A run of records
***
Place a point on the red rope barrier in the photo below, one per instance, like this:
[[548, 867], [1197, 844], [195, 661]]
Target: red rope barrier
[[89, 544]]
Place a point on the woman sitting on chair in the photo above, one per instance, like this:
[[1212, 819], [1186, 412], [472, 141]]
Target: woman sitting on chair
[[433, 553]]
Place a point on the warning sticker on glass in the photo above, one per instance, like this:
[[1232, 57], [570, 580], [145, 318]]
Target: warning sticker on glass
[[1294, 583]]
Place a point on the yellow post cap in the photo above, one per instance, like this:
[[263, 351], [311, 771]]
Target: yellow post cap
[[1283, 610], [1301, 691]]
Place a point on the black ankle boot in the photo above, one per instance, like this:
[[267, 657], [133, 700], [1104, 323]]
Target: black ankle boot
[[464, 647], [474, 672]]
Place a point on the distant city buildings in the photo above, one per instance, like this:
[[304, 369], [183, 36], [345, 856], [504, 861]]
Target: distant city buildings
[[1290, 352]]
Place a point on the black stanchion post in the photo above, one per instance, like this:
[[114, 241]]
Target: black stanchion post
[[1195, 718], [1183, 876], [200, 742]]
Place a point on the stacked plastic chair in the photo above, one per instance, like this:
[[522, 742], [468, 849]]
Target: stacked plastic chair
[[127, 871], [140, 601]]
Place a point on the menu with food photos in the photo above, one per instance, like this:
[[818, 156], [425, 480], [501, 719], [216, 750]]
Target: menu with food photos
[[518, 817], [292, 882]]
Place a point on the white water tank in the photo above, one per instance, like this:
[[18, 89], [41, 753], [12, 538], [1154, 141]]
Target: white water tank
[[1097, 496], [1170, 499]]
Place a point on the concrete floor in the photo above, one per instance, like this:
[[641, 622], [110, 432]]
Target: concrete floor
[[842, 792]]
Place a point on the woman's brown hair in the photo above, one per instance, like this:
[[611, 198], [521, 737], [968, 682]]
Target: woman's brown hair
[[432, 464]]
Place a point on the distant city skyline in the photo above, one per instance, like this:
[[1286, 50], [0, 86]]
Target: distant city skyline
***
Task brief:
Put each line of the records above into a Markdown table with two columns, Row and Line. Number the rows and omit any blank lines.

Answer for this exercise:
| Row | Line |
|---|---|
| 1 | Place a point on the red rope barrier in the photo below, one per instance, like this: |
| 2 | [[548, 867], [1197, 844], [195, 661]] |
| 3 | Target: red rope barrier |
| 4 | [[89, 544]] |
| 5 | Place a point on the woman sitting on chair in the photo above, one per instance, like this: |
| 6 | [[1212, 819], [1186, 412], [472, 141]] |
| 7 | Target: woman sitting on chair |
| 8 | [[433, 553]] |
| 9 | Place a point on the warning sticker on glass in the photo above, one per instance, like this: |
| 10 | [[1232, 57], [570, 580], [145, 318]] |
| 11 | Target: warning sticker on glass |
| 12 | [[1294, 583]] |
| 13 | Place a point on the yellow post cap in the photo above, one per instance, like this: |
| 14 | [[263, 351], [311, 771]] |
| 15 | Target: yellow post cap |
| 16 | [[1283, 610], [1301, 691]] |
| 17 | Place a point on the black ankle boot in the photo above, one per instance, like this: |
| 18 | [[267, 657], [133, 700], [1104, 323]] |
| 19 | Target: black ankle boot |
| 20 | [[464, 647], [474, 672]] |
| 21 | Place a point on the distant city buildings in the photo above, one per instance, like this: |
| 22 | [[304, 369], [183, 36], [345, 856], [504, 861]] |
| 23 | Target: distant city buildings |
| 24 | [[1290, 352]] |
| 25 | Place a point on the black stanchion post in the photo above, one per instance, like this: |
| 26 | [[114, 241]] |
| 27 | Target: black stanchion post |
| 28 | [[1195, 718], [1183, 876], [200, 742]] |
| 29 | Place a point on the stacked plastic chair in the photo above, one per instance, like this: |
| 30 | [[522, 742], [468, 849]] |
| 31 | Target: stacked plastic chair |
| 32 | [[127, 871], [140, 601]] |
| 33 | Place a point on the menu with food photos in the photo above, one per instance, like this: |
| 34 | [[818, 156], [425, 480], [501, 719], [216, 750]] |
| 35 | Target: menu with food photos |
| 36 | [[518, 817], [292, 882]] |
| 37 | Place a point on the white water tank in the photo above, one per instance, like this: |
| 38 | [[18, 89], [41, 753], [12, 538], [1154, 141]] |
| 39 | Target: white water tank |
| 40 | [[1097, 496], [1170, 499]] |
| 41 | Place a point on the concrete floor in the photo above, one per instance, like this: |
| 42 | [[641, 622], [110, 432]] |
| 43 | Target: concrete floor |
| 44 | [[842, 792]] |
| 45 | Place a point on the woman's brown hair in the photo above, one per instance, like this: |
| 46 | [[611, 198], [521, 737], [968, 682]] |
| 47 | Target: woman's brown hair |
| 48 | [[432, 464]] |
| 49 | Place a point on the distant city skyline in the photo above, one per instance, like this: |
| 50 | [[1286, 50], [0, 86]] |
| 51 | Target: distant city skyline |